**Records supplied**.
----------------

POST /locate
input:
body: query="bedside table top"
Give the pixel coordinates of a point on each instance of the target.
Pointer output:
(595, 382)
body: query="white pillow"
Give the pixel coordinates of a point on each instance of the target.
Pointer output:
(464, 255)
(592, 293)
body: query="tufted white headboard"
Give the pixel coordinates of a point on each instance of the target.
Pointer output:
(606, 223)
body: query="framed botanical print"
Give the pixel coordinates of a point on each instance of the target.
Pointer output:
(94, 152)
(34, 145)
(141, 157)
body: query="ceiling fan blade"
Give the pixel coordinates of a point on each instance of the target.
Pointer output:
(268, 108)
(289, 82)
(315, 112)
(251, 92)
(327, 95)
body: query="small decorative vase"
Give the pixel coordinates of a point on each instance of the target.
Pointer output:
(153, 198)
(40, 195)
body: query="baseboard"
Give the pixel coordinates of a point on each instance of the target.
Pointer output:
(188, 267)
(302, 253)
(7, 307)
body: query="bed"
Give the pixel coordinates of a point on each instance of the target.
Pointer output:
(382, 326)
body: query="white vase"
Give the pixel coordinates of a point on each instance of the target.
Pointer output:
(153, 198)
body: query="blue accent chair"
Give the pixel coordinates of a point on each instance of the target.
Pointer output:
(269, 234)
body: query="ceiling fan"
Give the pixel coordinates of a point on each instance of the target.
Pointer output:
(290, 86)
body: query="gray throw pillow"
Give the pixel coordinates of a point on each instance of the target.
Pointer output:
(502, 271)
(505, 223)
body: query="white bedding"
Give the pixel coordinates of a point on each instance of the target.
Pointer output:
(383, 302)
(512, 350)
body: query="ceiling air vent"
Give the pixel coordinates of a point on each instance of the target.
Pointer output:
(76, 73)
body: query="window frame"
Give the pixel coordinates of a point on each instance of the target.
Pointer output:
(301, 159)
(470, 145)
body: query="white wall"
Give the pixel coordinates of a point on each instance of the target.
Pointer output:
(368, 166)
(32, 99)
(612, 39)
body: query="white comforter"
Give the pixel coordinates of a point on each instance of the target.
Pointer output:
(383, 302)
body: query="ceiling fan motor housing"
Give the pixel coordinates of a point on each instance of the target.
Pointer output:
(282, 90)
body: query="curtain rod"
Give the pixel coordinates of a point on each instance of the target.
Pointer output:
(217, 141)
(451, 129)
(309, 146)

----------------

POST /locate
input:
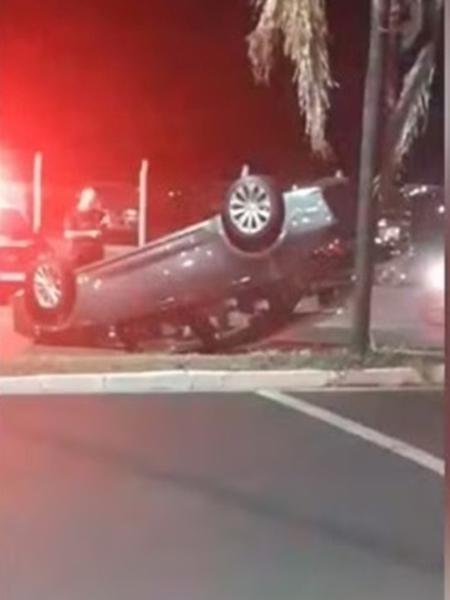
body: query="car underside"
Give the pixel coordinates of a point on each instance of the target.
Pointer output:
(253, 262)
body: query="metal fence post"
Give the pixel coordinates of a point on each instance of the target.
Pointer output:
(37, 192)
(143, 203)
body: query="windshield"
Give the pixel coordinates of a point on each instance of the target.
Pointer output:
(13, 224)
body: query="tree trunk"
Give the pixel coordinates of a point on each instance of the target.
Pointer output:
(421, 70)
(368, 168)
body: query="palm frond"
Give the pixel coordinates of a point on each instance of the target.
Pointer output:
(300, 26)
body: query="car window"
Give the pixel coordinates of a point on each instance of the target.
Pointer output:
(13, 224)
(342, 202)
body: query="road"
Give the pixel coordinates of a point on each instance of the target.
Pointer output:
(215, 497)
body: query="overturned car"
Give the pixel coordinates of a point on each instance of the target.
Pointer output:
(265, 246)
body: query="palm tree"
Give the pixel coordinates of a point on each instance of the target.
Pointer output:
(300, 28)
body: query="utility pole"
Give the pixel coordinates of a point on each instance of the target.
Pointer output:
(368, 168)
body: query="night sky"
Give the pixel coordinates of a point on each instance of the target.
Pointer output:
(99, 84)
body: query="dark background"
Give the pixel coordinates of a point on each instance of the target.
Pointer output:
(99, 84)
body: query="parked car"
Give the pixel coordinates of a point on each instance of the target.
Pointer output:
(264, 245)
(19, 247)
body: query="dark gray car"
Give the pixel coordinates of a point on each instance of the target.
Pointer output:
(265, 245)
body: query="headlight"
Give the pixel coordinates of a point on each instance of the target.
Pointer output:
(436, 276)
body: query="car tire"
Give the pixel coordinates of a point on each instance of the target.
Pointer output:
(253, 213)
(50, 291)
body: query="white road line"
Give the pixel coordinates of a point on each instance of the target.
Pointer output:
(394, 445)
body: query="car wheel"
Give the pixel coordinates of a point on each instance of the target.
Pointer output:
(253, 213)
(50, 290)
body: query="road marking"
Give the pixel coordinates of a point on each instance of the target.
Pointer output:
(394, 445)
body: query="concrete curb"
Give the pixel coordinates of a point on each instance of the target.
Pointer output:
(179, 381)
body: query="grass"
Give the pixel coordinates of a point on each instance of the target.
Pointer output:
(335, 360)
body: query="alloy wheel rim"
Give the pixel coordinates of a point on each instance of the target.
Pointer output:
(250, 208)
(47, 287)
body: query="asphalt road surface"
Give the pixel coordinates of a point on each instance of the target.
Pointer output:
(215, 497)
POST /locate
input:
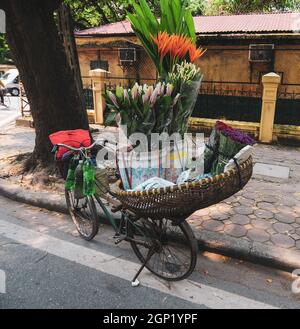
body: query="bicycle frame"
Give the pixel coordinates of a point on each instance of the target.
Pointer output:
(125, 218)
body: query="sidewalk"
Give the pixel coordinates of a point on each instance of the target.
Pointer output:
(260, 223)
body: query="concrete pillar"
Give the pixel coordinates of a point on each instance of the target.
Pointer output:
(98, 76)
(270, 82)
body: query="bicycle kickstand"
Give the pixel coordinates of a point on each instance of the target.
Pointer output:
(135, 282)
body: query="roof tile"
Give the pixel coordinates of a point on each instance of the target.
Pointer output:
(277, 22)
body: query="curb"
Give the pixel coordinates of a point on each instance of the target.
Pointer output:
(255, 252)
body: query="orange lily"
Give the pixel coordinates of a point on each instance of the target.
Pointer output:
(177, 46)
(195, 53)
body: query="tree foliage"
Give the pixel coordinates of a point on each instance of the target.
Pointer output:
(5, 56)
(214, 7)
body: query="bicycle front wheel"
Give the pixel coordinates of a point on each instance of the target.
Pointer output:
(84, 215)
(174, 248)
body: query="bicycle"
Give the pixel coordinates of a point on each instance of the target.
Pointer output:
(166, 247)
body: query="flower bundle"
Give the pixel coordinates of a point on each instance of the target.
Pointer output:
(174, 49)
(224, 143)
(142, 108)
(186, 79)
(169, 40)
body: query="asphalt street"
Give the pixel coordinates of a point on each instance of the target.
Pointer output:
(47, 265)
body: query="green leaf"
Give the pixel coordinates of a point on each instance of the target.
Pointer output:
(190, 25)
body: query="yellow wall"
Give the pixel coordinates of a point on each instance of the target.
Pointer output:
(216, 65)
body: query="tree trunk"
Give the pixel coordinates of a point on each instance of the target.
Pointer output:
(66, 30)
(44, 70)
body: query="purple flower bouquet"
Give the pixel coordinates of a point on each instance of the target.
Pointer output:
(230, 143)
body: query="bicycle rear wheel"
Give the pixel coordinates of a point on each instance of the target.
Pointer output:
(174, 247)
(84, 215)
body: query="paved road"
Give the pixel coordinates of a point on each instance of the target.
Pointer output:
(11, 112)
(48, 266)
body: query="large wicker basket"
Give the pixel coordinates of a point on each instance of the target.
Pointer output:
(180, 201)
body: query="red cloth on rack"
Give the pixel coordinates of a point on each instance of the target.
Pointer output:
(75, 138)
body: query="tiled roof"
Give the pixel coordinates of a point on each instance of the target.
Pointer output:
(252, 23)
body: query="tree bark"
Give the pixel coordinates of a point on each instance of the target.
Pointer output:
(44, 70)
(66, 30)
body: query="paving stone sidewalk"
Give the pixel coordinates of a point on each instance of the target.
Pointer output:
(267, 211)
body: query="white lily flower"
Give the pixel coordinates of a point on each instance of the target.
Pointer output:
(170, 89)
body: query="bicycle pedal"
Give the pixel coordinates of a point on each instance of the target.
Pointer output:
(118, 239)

----------------

**Work to complete**. Every line above in which the word "bicycle" occurs is to be copied.

**Result of the task**.
body: query="bicycle frame"
body: query="bicycle kickstand"
body: query="bicycle front wheel"
body: query="bicycle"
body: query="bicycle rear wheel"
body: query="bicycle pedal"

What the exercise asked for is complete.